*** Dataset records ***
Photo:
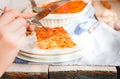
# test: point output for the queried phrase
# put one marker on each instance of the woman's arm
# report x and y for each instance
(12, 34)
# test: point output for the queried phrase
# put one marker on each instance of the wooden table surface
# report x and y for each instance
(37, 71)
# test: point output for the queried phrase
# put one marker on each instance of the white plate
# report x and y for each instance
(31, 47)
(53, 59)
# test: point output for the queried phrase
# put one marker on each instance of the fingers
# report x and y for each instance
(9, 16)
(16, 24)
(26, 16)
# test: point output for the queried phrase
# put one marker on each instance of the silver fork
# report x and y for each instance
(32, 21)
(34, 6)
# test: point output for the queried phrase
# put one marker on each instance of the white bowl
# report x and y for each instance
(53, 20)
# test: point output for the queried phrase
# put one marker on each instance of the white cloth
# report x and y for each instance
(104, 48)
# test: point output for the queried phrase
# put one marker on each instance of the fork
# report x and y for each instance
(34, 6)
(31, 21)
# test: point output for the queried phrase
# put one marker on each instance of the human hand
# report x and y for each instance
(12, 34)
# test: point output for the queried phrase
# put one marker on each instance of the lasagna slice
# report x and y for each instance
(52, 38)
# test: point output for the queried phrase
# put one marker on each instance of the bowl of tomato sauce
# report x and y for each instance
(66, 14)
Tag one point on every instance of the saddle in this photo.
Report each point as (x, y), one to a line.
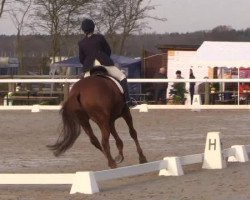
(102, 71)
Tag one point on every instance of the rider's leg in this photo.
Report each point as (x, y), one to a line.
(119, 75)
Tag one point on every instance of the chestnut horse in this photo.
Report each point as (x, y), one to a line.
(97, 98)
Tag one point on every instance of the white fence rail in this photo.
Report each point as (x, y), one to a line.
(141, 80)
(68, 80)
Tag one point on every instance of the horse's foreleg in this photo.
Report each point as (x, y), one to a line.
(119, 143)
(128, 118)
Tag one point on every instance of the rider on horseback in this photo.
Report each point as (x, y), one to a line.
(94, 50)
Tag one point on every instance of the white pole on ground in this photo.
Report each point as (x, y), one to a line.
(84, 182)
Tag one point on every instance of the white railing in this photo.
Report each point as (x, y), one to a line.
(141, 80)
(69, 80)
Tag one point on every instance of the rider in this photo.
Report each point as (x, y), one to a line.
(94, 50)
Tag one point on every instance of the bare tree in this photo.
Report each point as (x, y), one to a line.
(120, 18)
(57, 18)
(18, 12)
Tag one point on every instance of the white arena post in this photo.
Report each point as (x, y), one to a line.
(196, 102)
(213, 156)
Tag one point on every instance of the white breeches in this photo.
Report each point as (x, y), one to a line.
(112, 71)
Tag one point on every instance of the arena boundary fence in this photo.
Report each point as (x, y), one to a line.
(142, 107)
(86, 182)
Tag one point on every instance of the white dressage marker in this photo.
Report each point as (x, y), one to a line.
(213, 156)
(143, 107)
(35, 108)
(240, 154)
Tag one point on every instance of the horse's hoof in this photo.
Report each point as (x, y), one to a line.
(119, 159)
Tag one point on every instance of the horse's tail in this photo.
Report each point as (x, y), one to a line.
(70, 129)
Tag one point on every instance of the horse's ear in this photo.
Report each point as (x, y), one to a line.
(98, 70)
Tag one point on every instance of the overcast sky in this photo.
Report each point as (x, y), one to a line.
(187, 15)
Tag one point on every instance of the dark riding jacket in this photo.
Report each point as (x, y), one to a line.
(94, 47)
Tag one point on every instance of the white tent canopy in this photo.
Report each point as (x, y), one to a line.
(223, 54)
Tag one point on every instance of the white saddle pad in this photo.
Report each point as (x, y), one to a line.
(117, 83)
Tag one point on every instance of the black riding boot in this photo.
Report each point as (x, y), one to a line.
(130, 102)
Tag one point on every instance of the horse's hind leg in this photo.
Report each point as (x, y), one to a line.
(119, 143)
(84, 121)
(103, 124)
(128, 118)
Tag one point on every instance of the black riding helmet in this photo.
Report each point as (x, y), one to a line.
(88, 26)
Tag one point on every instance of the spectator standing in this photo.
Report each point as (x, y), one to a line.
(160, 89)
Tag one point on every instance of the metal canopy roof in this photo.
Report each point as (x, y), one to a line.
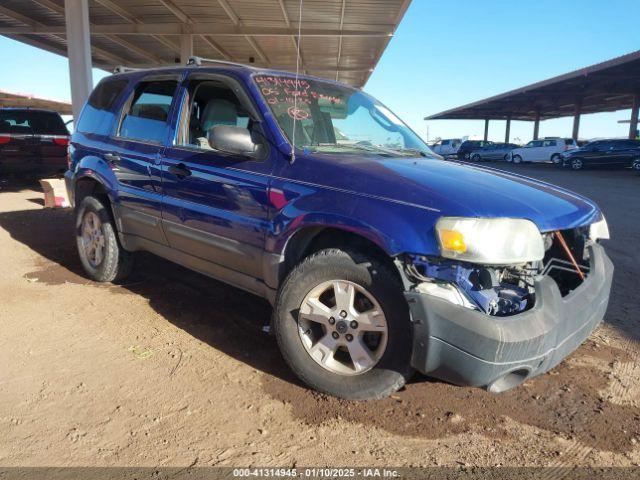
(12, 99)
(603, 87)
(341, 39)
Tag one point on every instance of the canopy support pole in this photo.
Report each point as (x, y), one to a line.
(576, 119)
(507, 132)
(633, 127)
(79, 52)
(536, 126)
(186, 48)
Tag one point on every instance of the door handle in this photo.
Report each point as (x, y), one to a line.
(180, 170)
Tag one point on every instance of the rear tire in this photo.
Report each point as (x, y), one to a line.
(337, 369)
(101, 254)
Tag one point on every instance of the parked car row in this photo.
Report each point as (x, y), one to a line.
(564, 152)
(615, 152)
(544, 150)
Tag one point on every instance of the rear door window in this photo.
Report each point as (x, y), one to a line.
(146, 114)
(31, 122)
(98, 116)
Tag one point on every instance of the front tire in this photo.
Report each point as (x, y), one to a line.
(577, 164)
(101, 255)
(342, 325)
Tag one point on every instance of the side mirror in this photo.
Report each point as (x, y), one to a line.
(232, 139)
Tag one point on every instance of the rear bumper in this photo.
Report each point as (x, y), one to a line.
(467, 347)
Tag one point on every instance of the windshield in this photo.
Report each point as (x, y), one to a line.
(331, 118)
(31, 122)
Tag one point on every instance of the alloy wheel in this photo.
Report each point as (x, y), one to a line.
(93, 239)
(342, 327)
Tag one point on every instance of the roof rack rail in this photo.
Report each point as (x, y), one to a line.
(198, 61)
(125, 69)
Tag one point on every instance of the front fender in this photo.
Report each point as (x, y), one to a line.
(95, 168)
(396, 227)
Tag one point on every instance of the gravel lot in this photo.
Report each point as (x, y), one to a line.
(173, 369)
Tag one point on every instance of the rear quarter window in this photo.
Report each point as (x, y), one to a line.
(98, 116)
(147, 112)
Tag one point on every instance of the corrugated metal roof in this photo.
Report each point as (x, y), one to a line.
(341, 39)
(603, 87)
(14, 99)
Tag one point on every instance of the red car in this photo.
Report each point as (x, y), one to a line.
(33, 142)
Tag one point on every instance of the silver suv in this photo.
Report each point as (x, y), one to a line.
(549, 149)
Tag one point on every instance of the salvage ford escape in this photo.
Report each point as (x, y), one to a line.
(378, 257)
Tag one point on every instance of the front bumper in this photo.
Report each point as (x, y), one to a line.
(466, 347)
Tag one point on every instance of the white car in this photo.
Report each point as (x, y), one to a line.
(544, 150)
(447, 147)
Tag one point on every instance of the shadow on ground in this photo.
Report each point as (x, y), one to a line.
(569, 401)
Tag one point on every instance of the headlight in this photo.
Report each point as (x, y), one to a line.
(490, 241)
(599, 230)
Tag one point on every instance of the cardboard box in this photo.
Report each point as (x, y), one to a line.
(55, 193)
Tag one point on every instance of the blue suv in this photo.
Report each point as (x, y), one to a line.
(378, 257)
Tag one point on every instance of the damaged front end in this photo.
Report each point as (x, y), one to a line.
(508, 289)
(503, 290)
(498, 291)
(494, 325)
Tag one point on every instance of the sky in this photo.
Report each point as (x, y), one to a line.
(443, 55)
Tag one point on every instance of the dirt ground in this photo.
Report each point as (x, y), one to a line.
(174, 369)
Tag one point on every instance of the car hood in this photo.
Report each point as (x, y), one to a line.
(457, 189)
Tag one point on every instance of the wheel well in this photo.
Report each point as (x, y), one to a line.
(89, 186)
(314, 239)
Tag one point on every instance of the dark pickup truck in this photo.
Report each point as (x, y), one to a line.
(33, 142)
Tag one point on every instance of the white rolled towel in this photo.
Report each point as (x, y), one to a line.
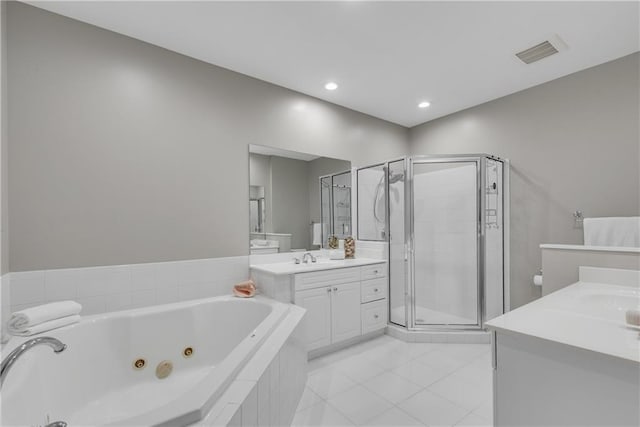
(633, 317)
(25, 319)
(47, 326)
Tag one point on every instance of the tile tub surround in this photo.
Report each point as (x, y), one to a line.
(121, 287)
(394, 383)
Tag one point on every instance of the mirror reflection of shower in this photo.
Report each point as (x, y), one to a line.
(335, 193)
(379, 200)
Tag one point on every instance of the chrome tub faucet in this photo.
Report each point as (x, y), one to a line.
(8, 362)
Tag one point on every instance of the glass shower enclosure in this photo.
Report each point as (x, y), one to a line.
(443, 218)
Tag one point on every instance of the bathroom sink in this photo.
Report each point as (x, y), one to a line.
*** End of Dataset records ***
Work to complete
The lines from the start of the records above through the line that holds "# put one marker on each instance of the white cloth" are to be copied exactly, both ends included, and no pictures are to be copied.

Answer section
Photo:
# test: point output for the queried phrase
# put one marker on each instance of the woman's arm
# report x and y for each instance
(12, 34)
# test: point output for the queried phrase
# put one marker on each instance of the wooden table surface
# report x and y for each instance
(37, 71)
# test: point output for the queried phrase
# put one marker on each instance of the white plate
# report x and y for each instance
(31, 47)
(53, 59)
# test: point output for the queried phrase
# put one marker on each instance of the fingers
# report x and y for each instance
(9, 16)
(16, 24)
(26, 16)
# test: point output for the queried phrase
# put one marker on each instance of the silver fork
# report x and y for each instance
(32, 21)
(34, 6)
# test: point output for the queried phrase
# put one marker on each instance of the white bowl
# report x and y for each instance
(53, 20)
# test: point output for the queried phrase
# put one marker on each instance of the white cloth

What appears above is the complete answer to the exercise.